> _Fonte_
Art Blakey - The Jazz Messenger (1987)
Já o longa-metragem sobre Art Blakey vai além da paixão inicial e da improvisação e nos mostra o Jazz como um estilo de vida. Uma escolha maior. O músico chega a declarar em um momento que vive para o palco, quando não mais puder estar ali, é porque morreu.O filme nos mostra um lendário baterista com as diversas formações do The Jazz Messengers, mostrando que sua principal "luta" é para que o Jazz nunca morra. "Jazz é sentimento, sabemos o que estamos fazendo". Segundo o músico, a principal intenção era que o melhor Jazz não morresse.
Há uma reflexão interessante no documentário sobre o Jazz ser a única música americana e que os demais ritmos teriam vindo de outros países. Porém, como é uma música essencialmente negra, acaba gerando problemas. Faz parte da cultura norte-americana e não pode ser escondida.
Acompanhamos os diversos depoimentos e apresentações musicais conhecendo um pouco mais da história da música, dos músicos e, principalmente, de Art Blakey. A música permeia e envolve o filme, ainda que a repetição da fórmula o torne um pouco cansativo. Pois, não há um roteiro tão cadenciado que nos faça acompanhar uma história tão clara.
Ainda assim, o personagem é fascinante, sua paixão pela música, seu exemplo, a inspiração que desperta em músicos mais jovens, mesmo seu lado duro, como quando dá uma bronca em um dos músicos, é admirável. A montagem, assim como no filme de Betty Carter é bastante feliz, nos dando essa sensação de estar tudo no lugar certo. Uma verdadeira declaração de amor ao Jazz, ritmo que o diretor já assumiu ser o seu preferido.
Jards
(Eryk Rocha, 2012)Se você está procurando um documentário convencional, esqueça. Jards é um registro poético de um momento único: o processo de criação artístico. Eryk Rocha leva ao pé da letra os princípios do cinema direto e fica como uma mosca na parede do estúdio de Jards Macalé enquanto este prepara o seu disco de comemoração dos seus 70 anos.

> _Requisitos do exercício_
- 1) Informe se cada afirmação a seguir está de acordo com a resenha, respondendo sim ou não e citando literalmente as palavras da resenha que decidem a questão.
(a) Art Blakey declara que vive para o palco.
(b) O filme sobre Art Blakey tem um roteiro cadenciado que permite acompanhar uma história clara.
(c) Em Jards, Jards Macalé aparece preparando o disco de comemoração dos seus 70 anos.
- 2) Extraia da resenha, sem nenhuma alteração, o trecho que vai de "Art Blakey - The" até "pode ser escondida.".
- 3) Traduza para o inglês a seguinte frase da resenha: "Jards é um registro poético de um momento único: o processo de criação artístico."

> _Material extraído_
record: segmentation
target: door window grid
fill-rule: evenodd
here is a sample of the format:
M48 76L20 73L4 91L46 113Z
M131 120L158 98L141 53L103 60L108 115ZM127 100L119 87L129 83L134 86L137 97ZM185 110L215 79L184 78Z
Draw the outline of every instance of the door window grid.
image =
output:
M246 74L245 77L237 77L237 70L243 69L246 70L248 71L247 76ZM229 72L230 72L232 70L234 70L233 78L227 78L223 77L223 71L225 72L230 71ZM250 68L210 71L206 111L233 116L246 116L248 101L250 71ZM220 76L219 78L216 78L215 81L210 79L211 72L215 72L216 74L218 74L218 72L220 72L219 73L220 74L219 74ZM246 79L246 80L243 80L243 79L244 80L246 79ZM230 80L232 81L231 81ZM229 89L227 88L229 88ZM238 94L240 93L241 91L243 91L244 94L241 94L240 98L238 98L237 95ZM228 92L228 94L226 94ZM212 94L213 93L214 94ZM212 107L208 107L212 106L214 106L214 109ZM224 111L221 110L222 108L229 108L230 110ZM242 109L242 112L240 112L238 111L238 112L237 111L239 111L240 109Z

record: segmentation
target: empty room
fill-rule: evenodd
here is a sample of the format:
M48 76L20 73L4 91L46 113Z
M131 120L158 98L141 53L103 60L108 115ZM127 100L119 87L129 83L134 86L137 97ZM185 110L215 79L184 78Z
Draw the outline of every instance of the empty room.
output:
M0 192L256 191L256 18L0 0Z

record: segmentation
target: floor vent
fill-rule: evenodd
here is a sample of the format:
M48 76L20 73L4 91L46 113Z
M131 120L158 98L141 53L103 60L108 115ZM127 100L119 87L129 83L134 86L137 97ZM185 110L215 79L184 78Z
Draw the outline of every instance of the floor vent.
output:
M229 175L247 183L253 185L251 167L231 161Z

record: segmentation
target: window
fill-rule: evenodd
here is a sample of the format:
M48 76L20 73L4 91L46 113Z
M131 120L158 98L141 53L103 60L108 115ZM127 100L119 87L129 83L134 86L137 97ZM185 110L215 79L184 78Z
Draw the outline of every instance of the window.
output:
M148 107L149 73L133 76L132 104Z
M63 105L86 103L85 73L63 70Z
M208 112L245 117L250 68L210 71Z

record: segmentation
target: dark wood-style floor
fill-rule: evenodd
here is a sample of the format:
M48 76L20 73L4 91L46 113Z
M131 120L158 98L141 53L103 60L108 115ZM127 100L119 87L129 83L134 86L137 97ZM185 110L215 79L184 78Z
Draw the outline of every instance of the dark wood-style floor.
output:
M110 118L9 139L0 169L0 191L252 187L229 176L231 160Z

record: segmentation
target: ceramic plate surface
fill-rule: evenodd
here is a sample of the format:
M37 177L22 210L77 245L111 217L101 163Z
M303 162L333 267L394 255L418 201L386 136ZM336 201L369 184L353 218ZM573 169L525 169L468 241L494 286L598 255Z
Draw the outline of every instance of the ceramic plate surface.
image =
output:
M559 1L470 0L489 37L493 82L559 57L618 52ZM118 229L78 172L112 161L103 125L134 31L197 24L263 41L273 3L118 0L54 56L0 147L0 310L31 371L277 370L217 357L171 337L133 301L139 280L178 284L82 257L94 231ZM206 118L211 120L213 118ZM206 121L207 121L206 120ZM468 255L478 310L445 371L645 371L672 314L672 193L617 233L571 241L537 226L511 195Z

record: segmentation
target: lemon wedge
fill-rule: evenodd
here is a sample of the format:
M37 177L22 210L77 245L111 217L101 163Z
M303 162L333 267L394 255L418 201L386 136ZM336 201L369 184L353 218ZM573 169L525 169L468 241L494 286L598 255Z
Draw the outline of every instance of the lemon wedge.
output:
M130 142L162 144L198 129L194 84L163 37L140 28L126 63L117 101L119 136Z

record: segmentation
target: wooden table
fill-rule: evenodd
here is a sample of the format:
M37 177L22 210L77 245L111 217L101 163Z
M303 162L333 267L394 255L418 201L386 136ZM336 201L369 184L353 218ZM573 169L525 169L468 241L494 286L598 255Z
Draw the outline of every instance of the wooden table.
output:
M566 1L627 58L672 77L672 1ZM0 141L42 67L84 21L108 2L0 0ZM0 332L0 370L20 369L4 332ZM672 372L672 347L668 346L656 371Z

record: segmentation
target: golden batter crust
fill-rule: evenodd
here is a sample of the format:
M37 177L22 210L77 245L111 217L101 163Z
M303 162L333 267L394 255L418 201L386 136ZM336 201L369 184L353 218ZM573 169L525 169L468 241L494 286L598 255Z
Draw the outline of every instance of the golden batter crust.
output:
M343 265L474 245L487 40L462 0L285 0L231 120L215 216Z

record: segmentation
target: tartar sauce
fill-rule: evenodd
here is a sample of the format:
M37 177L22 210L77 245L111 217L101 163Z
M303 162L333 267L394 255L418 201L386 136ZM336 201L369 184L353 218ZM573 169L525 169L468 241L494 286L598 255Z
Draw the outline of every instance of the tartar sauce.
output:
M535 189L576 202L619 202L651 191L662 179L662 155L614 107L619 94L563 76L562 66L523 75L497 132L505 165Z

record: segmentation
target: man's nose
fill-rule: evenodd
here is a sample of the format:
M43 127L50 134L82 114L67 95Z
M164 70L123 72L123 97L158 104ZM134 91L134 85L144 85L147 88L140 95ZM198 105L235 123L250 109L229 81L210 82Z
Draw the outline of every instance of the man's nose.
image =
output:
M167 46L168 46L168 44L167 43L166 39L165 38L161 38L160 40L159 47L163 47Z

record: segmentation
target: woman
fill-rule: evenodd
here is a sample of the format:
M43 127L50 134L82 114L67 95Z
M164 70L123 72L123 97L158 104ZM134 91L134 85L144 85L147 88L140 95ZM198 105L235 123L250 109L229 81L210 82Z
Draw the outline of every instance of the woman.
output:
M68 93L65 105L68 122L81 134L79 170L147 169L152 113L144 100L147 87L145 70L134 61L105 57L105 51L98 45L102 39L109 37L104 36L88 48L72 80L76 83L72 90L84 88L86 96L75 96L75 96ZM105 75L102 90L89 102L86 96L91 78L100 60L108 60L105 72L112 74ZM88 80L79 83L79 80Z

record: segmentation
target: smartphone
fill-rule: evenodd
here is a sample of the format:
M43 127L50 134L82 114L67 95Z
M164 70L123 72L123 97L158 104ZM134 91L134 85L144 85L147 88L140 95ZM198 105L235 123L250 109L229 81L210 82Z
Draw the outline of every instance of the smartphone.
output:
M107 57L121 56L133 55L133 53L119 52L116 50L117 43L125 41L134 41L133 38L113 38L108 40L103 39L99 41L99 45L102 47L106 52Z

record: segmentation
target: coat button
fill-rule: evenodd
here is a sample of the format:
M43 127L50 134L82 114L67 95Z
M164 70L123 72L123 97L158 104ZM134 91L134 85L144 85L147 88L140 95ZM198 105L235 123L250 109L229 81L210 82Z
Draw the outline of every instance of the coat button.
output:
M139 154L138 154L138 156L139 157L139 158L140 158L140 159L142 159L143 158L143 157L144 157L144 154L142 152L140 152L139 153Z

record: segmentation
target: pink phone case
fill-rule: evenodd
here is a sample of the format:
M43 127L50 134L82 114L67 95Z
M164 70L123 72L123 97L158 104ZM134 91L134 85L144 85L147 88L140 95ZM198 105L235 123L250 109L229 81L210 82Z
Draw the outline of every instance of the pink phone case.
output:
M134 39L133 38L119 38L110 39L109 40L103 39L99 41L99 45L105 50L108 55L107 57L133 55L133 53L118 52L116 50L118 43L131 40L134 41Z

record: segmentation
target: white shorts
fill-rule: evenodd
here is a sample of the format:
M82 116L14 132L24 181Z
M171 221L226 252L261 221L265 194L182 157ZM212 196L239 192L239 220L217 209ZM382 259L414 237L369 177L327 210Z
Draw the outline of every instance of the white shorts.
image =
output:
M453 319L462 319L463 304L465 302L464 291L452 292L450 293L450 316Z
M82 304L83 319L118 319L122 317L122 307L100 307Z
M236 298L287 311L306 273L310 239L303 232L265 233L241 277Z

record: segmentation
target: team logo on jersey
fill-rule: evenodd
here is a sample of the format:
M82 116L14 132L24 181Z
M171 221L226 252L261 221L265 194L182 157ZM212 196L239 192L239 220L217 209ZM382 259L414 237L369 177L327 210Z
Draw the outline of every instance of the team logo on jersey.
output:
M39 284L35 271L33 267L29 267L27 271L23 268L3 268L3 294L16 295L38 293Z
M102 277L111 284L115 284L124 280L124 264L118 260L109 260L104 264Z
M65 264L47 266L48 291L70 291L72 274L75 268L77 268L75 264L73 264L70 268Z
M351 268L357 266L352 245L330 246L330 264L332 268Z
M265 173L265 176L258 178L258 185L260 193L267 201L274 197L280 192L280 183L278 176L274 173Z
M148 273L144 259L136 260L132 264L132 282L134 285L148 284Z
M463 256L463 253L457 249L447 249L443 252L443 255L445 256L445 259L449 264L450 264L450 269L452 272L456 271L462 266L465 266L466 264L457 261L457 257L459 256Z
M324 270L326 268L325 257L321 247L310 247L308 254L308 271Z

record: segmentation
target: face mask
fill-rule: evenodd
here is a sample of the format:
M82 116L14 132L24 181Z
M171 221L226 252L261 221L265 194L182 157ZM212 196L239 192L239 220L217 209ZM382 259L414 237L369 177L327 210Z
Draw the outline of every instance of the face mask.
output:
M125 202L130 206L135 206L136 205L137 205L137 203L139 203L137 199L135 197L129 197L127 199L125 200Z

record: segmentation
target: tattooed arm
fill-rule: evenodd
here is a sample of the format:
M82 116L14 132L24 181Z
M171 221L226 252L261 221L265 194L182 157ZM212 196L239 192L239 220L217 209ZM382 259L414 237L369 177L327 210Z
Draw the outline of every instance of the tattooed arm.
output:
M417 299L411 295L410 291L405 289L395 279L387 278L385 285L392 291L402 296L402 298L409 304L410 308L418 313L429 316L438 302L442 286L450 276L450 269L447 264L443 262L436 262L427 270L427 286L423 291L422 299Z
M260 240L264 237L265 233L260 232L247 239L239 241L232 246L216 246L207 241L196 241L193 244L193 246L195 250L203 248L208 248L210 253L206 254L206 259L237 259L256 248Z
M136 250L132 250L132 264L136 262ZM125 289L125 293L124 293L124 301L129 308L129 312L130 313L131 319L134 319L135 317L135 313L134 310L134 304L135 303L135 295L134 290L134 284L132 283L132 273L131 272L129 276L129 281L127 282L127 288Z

> _Exercício resolvido_
- 1)
(a) Sim: "O músico chega a declarar em um momento que vive para o palco"
(b) Não: "não há um roteiro tão cadenciado que nos faça acompanhar uma história tão clara"
(c) Sim: "enquanto este prepara o seu disco de comemoração dos seus 70 anos"

- 2)
Art Blakey - The Jazz Messenger (1987)
Já o longa-metragem sobre Art Blakey vai além da paixão inicial e da improvisação e nos mostra o Jazz como um estilo de vida. Uma escolha maior. O músico chega a declarar em um momento que vive para o palco, quando não mais puder estar ali, é porque morreu.O filme nos mostra um lendário baterista com as diversas formações do The Jazz Messengers, mostrando que sua principal "luta" é para que o Jazz nunca morra. "Jazz é sentimento, sabemos o que estamos fazendo". Segundo o músico, a principal intenção era que o melhor Jazz não morresse.
Há uma reflexão interessante no documentário sobre o Jazz ser a única música americana e que os demais ritmos teriam vindo de outros países. Porém, como é uma música essencialmente negra, acaba gerando problemas. Faz parte da cultura norte-americana e não pode ser escondida.

- 3) Jards is a poetic record of a unique moment: the process of artistic creation.